The Linux Week in Review (May 23 – 30, 2011)

by Rex Djere on May 23, 2011



The most recent week brought a lot of exciting news to the worlds of Linux and GNU. In this week’s article, I will shine a spotlight on my favorite 8 Linux, GNU, and FOSS news stories, and offer my opinions and insights. The 8 stories are:

  • Fedora 15 will feature innovative security enhancements.
  • Red Hat Enterprise Linux 6.1 is released.
  • The celebration of Linux’s 20th anniversary continues.
  • Is GNU/Linux finally starting to arrive on the computer desktop?
  • Red Hat is poised to become the first billion dollar Linux company.
  • Meego Lives On.
  • Parabola GNU/Linux aims to be a completely free distro.
  • The Free Software Foundation makes releasing a free software alternative for Skype a top priority.

Work instructions ::
1. Please quote the Linux news roundup from "The Linux Week" to "innovative security enhancements.".
2. Which version of Red Hat Enterprise Linux does the Linux news roundup report as released?
The rows play no part in this.

Entries ::
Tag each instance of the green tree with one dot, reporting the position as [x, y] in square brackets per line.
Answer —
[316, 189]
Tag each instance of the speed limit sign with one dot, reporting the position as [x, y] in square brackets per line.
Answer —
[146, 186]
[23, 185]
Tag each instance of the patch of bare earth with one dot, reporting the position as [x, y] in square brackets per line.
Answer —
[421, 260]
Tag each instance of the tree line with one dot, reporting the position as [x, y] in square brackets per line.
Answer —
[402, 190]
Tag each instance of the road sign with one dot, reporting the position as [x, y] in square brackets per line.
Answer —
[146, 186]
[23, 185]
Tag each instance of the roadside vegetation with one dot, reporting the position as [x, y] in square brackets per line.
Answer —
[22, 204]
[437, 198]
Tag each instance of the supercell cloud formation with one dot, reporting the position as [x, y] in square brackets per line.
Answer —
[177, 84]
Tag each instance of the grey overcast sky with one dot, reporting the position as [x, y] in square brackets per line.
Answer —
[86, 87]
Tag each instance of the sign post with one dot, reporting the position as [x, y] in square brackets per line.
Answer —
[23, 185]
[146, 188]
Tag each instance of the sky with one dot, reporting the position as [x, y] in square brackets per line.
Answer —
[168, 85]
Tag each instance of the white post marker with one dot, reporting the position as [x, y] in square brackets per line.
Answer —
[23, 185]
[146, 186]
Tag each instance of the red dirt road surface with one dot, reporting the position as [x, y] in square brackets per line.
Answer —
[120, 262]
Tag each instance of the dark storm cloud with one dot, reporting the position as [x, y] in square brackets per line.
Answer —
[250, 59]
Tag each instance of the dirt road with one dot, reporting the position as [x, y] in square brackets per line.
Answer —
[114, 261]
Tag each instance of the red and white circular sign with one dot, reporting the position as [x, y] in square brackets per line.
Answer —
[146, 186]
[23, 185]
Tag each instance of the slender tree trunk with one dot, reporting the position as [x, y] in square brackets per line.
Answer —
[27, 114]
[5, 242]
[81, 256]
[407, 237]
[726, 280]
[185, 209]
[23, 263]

* * *

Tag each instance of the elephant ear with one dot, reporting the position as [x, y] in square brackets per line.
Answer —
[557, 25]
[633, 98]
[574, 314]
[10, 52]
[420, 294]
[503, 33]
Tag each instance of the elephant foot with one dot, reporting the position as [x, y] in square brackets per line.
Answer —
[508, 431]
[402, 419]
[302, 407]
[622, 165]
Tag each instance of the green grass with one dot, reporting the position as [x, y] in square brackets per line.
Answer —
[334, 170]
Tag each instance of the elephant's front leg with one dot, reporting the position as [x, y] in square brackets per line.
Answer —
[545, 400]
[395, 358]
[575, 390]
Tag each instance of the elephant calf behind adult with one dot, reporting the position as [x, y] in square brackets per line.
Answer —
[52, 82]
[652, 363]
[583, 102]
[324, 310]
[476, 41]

Exercise solutions ::
1.
The Linux Week in Review (May 23 – 30, 2011)

by Rex Djere on May 23, 2011



The most recent week brought a lot of exciting news to the worlds of Linux and GNU. In this week’s article, I will shine a spotlight on my favorite 8 Linux, GNU, and FOSS news stories, and offer my opinions and insights. The 8 stories are:

  • Fedora 15 will feature innovative security enhancements.

2. Red Hat Enterprise Linux 6.1